Although some thirty states now have laws or constitutional amendments that ban same-sex marriages, the United States has been moving slowly but surely toward popular and legal acceptance of these marriages. Younger people are much more in favor than older people of same-sex marriage. Assuming this trend continues—and there is no reason to expect that it will not—public support for same-sex marriage should continue to rise in the coming years as older people pass away and are replaced by younger generations.

The president’s statement may have been late in coming for many same-sex marriage proponents, but the fact remains that he is the first sitting president to support same-sex marriage. How this support might affect his reelection will not be known for some time, but it is very likely that his support will help to further the prospect that same-sex couples will increasingly be allowed to marry. 

Friday, April 20, 2012

Racial Bias and the Death Penalty


A North Carolina judge has overturned a death penalty conviction after concluding from statistical research that the prosecution focused on removing African Americans from the pool of potential jurors. The New York Times reports on this important decision here: http://nyti.ms/HSQZNC

One of the many reasons for opposing the death penalty is racial bias in its implementation. From the research on this issue, the most pervasive form of racial bias appears to involve the race of the victim. Simply put, when whites are victims of homicides, prosecutors are more likely to seek the death penalty, and jurors are more likely to decide on a sentence of death, then when African Americans are victims. In effect, prosecutors and jurors are placing more importance on the life of a white person than on the life of a black person.

When hearing about this type of evidence, students sometimes wonder whether prosecutors and jurors are deliberately making their decisions on the basis of the victim’s race. We may never know the answer to this question, but much research shows that people often take someone’s race into account when making decisions without necessarily being aware of their racial biases.  Scholars refer to this bias as “implicit racism” or “unconscious racism.” Thus even though prosecutors and jurors may feel they are acting without racial bias, their racial prejudices may be unwittingly affecting their decisions in capital cases. The bottom line remains: the imposition of the death penalty is often racially discriminatory.

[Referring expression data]

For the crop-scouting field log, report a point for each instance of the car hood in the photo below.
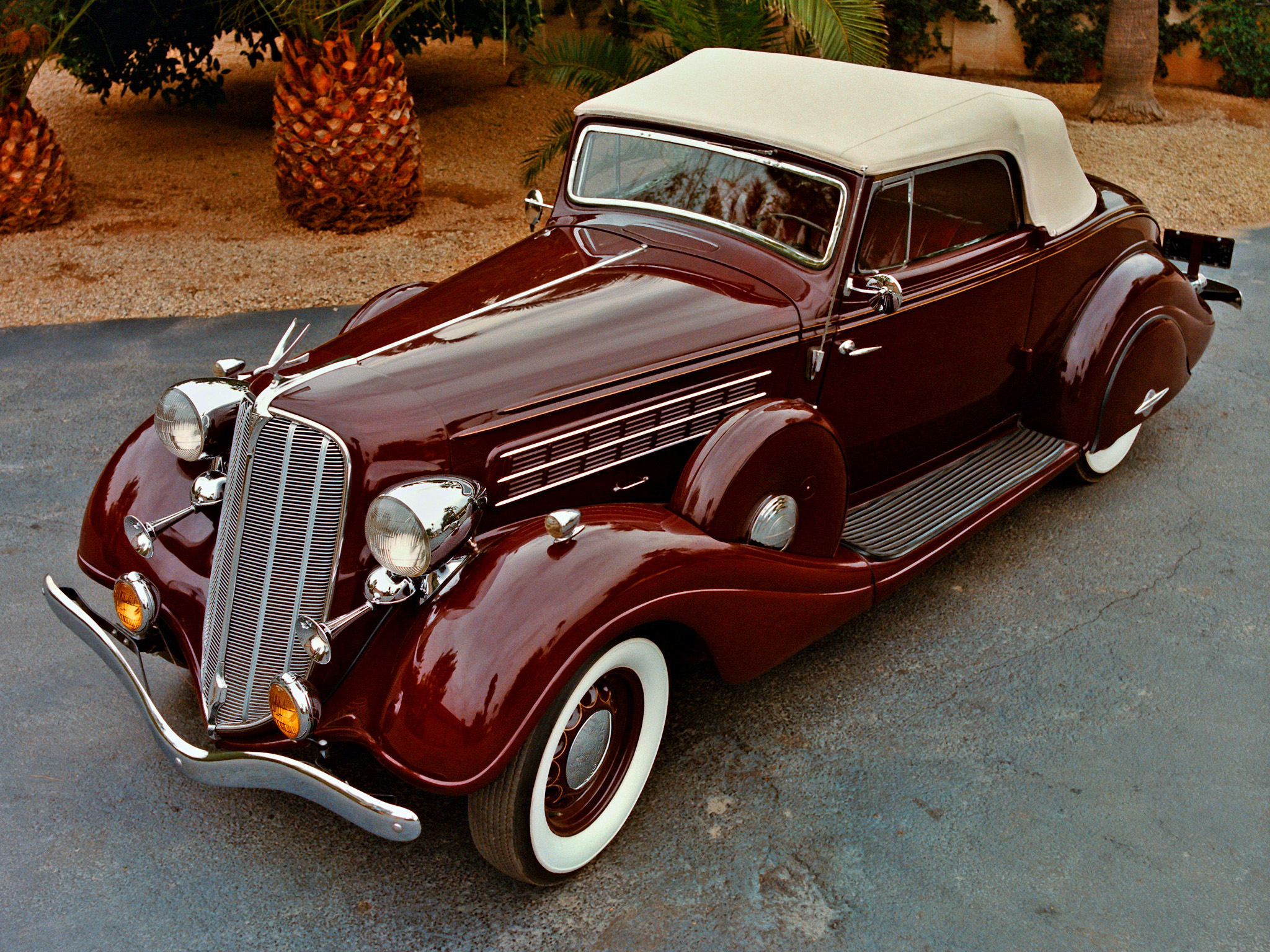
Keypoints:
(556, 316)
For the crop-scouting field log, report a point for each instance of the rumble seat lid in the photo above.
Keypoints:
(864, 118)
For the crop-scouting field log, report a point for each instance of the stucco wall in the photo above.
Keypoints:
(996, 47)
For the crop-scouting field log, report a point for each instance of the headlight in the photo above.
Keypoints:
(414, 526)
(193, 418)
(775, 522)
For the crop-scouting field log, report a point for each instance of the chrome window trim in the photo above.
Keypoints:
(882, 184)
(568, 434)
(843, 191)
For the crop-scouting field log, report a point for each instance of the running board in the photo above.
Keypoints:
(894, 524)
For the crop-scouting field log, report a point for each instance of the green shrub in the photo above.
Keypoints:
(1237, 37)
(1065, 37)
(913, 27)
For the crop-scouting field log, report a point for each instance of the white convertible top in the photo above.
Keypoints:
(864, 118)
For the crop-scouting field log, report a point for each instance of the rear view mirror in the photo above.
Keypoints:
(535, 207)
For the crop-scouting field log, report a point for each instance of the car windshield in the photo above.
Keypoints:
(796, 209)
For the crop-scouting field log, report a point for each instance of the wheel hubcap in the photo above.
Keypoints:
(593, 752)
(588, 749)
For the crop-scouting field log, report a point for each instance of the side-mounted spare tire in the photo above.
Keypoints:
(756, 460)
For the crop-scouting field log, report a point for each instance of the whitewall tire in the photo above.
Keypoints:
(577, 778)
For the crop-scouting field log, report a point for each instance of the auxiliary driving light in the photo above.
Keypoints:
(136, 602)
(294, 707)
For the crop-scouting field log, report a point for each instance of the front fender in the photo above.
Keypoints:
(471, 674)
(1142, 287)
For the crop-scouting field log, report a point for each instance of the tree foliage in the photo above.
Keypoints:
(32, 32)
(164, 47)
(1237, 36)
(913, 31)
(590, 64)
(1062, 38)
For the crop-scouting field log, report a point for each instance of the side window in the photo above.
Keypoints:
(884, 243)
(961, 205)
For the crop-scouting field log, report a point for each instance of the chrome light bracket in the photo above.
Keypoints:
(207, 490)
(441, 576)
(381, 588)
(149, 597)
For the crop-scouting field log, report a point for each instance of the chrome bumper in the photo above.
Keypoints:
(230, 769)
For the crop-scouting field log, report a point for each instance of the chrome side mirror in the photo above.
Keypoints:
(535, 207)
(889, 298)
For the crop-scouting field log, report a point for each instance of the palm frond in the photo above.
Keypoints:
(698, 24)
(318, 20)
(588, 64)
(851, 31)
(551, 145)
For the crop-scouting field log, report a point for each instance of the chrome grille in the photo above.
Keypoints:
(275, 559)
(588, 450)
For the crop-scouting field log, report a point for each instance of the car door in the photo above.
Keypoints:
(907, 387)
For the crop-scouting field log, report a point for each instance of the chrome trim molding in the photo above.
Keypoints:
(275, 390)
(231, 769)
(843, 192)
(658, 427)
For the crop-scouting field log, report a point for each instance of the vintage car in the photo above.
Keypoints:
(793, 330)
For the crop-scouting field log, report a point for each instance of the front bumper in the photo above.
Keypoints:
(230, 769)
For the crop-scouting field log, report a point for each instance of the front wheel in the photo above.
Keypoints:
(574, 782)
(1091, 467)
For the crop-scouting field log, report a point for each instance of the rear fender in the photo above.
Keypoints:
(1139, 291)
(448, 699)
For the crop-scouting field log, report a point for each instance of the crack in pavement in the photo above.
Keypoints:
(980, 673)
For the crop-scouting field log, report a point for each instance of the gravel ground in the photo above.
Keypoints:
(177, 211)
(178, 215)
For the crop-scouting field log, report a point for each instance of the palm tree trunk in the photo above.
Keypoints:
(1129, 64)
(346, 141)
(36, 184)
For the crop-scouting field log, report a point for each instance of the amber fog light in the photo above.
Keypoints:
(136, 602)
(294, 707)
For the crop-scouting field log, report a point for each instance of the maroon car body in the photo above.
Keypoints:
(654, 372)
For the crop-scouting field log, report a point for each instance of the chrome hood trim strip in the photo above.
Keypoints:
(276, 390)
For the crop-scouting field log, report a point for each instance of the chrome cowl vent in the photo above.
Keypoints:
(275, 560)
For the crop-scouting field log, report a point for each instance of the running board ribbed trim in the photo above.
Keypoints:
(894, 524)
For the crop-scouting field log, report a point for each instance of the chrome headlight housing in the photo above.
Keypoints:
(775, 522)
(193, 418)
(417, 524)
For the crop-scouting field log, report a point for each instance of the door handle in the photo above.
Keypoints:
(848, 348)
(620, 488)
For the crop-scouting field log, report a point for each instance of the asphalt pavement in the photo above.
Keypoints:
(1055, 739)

▶ Explore the material:
1. In the blog excerpt on same-sex marriage and the death penalty, what is the most pervasive form of racial bias in the death penalty?
2. From the blog excerpt on same-sex marriage and the death penalty, copy word for word the passage that begins at the words "When hearing about" and ends after "often racially discriminatory.".
3. Carry on the blog excerpt on same-sex marriage and the death penalty from the point where it ends.

▶ Answers provided:
1. Racial bias involving the race of the victim.

2.
When hearing about this type of evidence, students sometimes wonder whether prosecutors and jurors are deliberately making their decisions on the basis of the victim’s race. We may never know the answer to this question, but much research shows that people often take someone’s race into account when making decisions without necessarily being aware of their racial biases.  Scholars refer to this bias as “implicit racism” or “unconscious racism.” Thus even though prosecutors and jurors may feel they are acting without racial bias, their racial prejudices may be unwittingly affecting their decisions in capital cases. The bottom line remains: the imposition of the death penalty is often racially discriminatory.

3.
Sunday, April 15, 2012

Sociology and Medical School Admissions


Today’s New York Times has an article on the importance of social science knowledge for medical students. http://nyti.ms/HLd5E2 

The medical school admissions test will now have several questions related to the social and behavioral sciences, apparently especially anthropology, psychology, and sociology. More premed students are predicted to take introductory courses in these areas. This new emphasis on the social and behavioral sciences recognizes that health and medicine are not just scientific issues and that sociology and the other social sciences are very relevant for attempts to improve the health our nation and the practice of medicine.

As a sociologist, I’ve long thought that health professionals would benefit from an understanding of some of the emphases of sociology: racial, gender, and social class inequality; social interaction; social institutions; and so forth. I’ve also thought that issues of health and health care reflect and illustrate these emphases, and that students who take sociology classes benefit sociologically from learning about health and health care issues.

The introduction to sociology text I’ve authored for Flat World Knowledge has a chapter on health and health care, as does the social problems text I am now finishing up for Flat World. These are among my favorite chapters in these books because issues of poverty, racial and ethnic inequality, and gender inequality manifest themselves so often and so clearly in the study of health and health care. By reading about health and health care in these books, then, students will learn a lot about larger problems in American society. And by knowing more about these problems, they will be in a better position someday to perhaps help to resolve them.